::: Material supplied
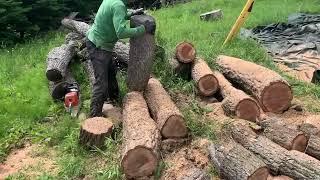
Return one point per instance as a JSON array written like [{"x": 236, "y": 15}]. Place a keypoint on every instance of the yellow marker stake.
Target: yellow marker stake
[{"x": 241, "y": 19}]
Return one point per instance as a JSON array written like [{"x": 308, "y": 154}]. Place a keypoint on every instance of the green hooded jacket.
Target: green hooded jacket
[{"x": 110, "y": 25}]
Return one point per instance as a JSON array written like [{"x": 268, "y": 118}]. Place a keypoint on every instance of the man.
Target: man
[{"x": 109, "y": 26}]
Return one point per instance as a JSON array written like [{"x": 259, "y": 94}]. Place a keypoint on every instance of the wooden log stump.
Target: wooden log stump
[
  {"x": 269, "y": 88},
  {"x": 290, "y": 163},
  {"x": 280, "y": 133},
  {"x": 142, "y": 51},
  {"x": 169, "y": 119},
  {"x": 185, "y": 52},
  {"x": 206, "y": 82},
  {"x": 234, "y": 162},
  {"x": 140, "y": 138},
  {"x": 94, "y": 131},
  {"x": 236, "y": 102},
  {"x": 58, "y": 60}
]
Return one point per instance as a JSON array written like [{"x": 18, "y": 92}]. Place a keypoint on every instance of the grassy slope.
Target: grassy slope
::::::
Brief> Transcribe every record above exactly as written, leaving out any pictures.

Answer>
Return one point per instance as a JSON array written like [{"x": 236, "y": 15}]. Place a keypoint on every instance of the yellow marker stake.
Target: yellow marker stake
[{"x": 241, "y": 19}]
Return one point per instance as a JSON array written like [{"x": 308, "y": 154}]. Place a keypoint on every instance of the green hooded jacket.
Target: green hooded jacket
[{"x": 110, "y": 25}]
Return one point per instance as a JSON array written like [{"x": 268, "y": 118}]. Place a keypoint on every instance of the man.
Target: man
[{"x": 109, "y": 26}]
Return one point per instance as a JSON array written like [{"x": 259, "y": 94}]. Place a keypoint on every instance of the wooden log stump.
Target: wooden log stump
[
  {"x": 269, "y": 88},
  {"x": 290, "y": 163},
  {"x": 280, "y": 133},
  {"x": 142, "y": 51},
  {"x": 169, "y": 119},
  {"x": 185, "y": 52},
  {"x": 206, "y": 82},
  {"x": 234, "y": 162},
  {"x": 140, "y": 138},
  {"x": 94, "y": 131},
  {"x": 236, "y": 102},
  {"x": 58, "y": 60}
]
Return one point per instance as a JSON array written like [{"x": 18, "y": 92}]. Place a keypoint on every instance of the grassy slope.
Target: grassy slope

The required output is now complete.